In the records below, copy everything from the line containing "locate the table top in the photo above" down to the line containing "(1184, 467)", swapping "concrete floor" for "tiled floor" and leaving everything else unchanged.
^^^^
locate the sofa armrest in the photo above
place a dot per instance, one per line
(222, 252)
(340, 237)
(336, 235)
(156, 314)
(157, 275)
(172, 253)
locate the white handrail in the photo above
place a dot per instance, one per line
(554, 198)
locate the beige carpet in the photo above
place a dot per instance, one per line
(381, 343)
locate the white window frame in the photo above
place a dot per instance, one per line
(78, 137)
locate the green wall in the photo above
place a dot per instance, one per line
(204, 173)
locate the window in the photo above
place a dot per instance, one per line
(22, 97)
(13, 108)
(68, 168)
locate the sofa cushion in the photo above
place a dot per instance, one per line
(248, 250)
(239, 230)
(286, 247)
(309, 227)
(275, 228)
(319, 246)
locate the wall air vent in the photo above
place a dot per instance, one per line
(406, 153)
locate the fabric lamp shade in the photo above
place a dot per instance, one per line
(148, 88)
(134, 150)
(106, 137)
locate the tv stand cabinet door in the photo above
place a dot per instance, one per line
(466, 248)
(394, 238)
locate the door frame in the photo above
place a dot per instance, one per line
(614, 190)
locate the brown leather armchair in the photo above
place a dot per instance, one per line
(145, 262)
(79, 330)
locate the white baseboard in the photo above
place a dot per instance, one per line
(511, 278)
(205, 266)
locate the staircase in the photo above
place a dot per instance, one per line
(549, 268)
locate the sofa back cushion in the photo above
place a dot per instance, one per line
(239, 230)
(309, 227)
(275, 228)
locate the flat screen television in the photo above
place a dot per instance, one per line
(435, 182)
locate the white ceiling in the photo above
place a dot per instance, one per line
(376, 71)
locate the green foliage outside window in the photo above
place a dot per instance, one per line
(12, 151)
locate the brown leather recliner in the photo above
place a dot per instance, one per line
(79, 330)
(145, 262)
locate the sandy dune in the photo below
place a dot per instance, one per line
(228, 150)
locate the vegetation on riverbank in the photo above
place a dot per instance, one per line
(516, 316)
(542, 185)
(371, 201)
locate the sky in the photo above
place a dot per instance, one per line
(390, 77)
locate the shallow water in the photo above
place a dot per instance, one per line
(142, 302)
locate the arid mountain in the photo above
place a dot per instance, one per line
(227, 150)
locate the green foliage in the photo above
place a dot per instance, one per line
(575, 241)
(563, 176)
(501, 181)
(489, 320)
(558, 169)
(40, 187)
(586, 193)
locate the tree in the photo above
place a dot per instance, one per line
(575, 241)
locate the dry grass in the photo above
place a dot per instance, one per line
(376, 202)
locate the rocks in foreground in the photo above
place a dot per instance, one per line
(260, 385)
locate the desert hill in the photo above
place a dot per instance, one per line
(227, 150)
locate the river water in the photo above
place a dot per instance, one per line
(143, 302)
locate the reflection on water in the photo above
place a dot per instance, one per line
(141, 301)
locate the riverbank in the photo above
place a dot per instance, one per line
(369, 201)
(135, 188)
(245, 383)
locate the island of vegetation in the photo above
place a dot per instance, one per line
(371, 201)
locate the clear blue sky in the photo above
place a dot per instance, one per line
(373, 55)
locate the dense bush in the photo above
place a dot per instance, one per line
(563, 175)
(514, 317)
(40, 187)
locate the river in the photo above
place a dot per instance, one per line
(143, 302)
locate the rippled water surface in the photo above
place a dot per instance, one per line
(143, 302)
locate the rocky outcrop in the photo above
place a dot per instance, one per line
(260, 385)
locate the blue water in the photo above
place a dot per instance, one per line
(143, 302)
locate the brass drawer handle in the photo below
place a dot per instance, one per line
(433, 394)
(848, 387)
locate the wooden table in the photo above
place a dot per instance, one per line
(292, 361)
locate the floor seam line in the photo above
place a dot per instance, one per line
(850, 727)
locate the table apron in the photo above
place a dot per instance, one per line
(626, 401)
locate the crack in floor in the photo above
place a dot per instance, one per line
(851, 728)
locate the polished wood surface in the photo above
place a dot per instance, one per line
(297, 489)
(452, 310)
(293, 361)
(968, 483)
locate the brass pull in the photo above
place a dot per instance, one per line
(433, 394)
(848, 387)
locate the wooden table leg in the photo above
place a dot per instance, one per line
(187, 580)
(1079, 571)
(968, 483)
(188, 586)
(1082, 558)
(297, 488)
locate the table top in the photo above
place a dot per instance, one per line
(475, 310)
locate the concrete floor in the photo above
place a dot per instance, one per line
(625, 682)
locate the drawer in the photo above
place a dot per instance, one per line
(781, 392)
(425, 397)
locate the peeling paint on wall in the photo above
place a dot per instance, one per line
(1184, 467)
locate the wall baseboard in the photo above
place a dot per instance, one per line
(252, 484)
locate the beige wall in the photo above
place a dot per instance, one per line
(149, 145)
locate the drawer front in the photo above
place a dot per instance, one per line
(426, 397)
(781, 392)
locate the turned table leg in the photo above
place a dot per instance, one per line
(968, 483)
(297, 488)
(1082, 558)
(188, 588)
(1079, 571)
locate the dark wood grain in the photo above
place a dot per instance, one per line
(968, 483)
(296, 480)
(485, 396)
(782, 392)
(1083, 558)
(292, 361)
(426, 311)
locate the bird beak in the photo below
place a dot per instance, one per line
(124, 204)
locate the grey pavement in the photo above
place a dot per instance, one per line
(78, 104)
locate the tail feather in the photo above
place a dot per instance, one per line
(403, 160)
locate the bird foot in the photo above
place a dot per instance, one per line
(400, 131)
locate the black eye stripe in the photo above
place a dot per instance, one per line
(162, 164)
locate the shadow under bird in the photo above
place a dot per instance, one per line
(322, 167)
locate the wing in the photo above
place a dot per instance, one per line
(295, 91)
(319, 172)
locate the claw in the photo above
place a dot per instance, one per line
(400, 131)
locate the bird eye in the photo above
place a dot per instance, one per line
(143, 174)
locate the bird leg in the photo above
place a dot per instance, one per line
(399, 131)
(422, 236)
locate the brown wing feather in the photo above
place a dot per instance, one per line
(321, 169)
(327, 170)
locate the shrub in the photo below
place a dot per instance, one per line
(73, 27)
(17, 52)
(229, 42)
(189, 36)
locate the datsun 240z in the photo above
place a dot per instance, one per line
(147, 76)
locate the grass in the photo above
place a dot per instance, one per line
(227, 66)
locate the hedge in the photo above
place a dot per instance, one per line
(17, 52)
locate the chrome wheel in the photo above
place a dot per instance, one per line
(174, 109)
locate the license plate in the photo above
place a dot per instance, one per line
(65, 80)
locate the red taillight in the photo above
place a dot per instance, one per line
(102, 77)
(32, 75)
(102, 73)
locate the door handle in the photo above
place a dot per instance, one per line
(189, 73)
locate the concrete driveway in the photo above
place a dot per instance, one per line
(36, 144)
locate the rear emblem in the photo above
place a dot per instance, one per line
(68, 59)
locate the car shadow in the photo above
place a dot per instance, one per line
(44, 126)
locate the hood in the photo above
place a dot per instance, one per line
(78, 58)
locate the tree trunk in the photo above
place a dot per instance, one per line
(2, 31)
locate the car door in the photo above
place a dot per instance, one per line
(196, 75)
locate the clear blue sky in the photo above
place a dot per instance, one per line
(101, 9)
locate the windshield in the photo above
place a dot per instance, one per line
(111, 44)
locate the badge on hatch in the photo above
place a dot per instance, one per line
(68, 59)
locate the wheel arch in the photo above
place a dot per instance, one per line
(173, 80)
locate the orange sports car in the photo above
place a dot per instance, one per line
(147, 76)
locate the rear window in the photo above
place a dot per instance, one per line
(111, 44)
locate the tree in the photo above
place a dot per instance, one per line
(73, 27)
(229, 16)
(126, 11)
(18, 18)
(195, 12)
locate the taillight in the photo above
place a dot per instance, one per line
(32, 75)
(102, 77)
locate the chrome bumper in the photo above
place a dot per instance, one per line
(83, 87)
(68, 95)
^^^^
Task output –
locate the table top in the photo above
place a dot per instance, one per line
(475, 310)
locate the tiled floor in the photo above
place a dot per instance, one per line
(625, 682)
locate the drawer in the photo above
place a dot per instance, one per line
(781, 392)
(425, 397)
locate the peeling paint on wall in the photo above
place a dot per instance, one per line
(1184, 467)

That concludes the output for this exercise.